----- EXCERPT PROVIDED -----

Tuesday, March 1, 2011

Back from My Muffin Hiatus

I haven't posted a muffin recipe in a while, but not for a lack of trying.  (By the way, I am never going to post a recipe that I don't like.  Why encourage you to try a recipe that I don't want to make again?)  So this is what has been going down in my kitchen since the last muffin recipe:  First I strayed from muffins for a bit and made a banana chocolate chip bread from A Homemade Life.  I thought it was a little dry and not enough banana flavor.  Then I made some blueberry cream muffins, and then some buttermilk blueberry muffins.  I didn't love either of them, but thankfully Caleb is easy to please and ate both batches.  I was beginning to think that me and blueberries just weren't meant to be.  But then the other day I was going through my recipes and realized I had skipped over my favorite blueberry muffin recipe.  So I made a batch today and am pleased to say I like them better than the previous two.  I do think that it is difficult to find the perfect blueberry muffin recipe, but for now this is my go-to.

----- STORED RECORDS -----

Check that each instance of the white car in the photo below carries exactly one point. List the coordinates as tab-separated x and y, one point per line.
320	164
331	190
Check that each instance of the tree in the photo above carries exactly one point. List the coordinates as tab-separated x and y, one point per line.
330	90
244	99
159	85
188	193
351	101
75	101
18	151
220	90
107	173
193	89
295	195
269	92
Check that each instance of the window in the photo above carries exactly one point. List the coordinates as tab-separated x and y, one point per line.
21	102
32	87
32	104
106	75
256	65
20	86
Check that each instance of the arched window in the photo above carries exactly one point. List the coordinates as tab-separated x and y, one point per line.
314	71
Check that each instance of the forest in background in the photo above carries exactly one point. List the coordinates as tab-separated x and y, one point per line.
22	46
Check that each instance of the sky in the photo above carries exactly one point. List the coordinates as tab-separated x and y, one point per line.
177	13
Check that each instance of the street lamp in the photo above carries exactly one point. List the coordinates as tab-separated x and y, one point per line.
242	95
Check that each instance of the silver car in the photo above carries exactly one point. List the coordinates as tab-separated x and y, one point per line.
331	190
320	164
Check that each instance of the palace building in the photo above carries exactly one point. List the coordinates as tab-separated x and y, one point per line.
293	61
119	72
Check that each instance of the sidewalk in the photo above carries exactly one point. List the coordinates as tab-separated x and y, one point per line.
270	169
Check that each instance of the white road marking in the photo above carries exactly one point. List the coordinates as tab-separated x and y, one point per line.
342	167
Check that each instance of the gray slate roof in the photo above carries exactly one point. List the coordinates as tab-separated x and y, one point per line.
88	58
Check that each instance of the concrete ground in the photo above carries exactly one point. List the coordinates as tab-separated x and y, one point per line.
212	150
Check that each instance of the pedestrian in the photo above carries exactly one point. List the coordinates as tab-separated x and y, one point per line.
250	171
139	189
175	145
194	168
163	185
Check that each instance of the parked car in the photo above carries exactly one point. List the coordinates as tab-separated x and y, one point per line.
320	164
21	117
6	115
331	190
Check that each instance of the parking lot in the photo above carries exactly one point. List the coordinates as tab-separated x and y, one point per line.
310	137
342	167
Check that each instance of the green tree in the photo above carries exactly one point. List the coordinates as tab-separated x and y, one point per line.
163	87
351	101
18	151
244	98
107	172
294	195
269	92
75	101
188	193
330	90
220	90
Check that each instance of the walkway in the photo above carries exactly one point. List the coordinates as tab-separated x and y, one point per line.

-----

JOB A: According to the blog post, which book did the banana chocolate chip bread recipe come from?
JOB B: Display every line of the records that contains the word "pedestrian".
The blog post and the records are unrelated to each other.

WRITTEN SOLUTION A: A Homemade Life.

WRITTEN SOLUTION B:
Check that each instance of the pedestrian in the photo above carries exactly one point. List the coordinates as tab-separated x and y, one point per line.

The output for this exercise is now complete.